**THE TASK**
Write out every record below exactly, leaving the pictures out.

**RECORDED INFORMATION**
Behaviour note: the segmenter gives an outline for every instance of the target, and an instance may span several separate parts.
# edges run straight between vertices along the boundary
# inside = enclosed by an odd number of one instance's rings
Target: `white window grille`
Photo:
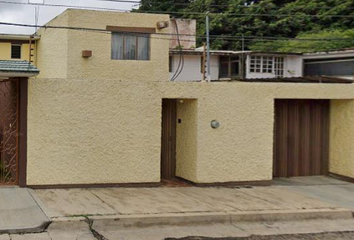
[[[274,57],[274,73],[276,77],[284,77],[284,58]]]
[[[251,73],[273,73],[276,77],[284,77],[284,57],[251,56]]]
[[[273,57],[251,56],[250,72],[251,73],[272,73],[273,72]]]
[[[262,56],[251,56],[250,72],[260,73],[262,70]]]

**SOLVED PROBLEM**
Behaviour note: the segmenter gives an outline for every instance of the target, and an instance may span several separate parts.
# edges run straight between vertices along the boundary
# inside = enclosed by an odd number of one instance's rings
Target: `white window grille`
Photo:
[[[274,57],[274,73],[276,77],[284,77],[284,58]]]
[[[251,73],[273,73],[276,77],[284,77],[284,57],[251,56]]]
[[[273,57],[251,56],[250,72],[251,73],[272,73],[273,72]]]
[[[262,56],[251,56],[250,72],[260,73],[262,70]]]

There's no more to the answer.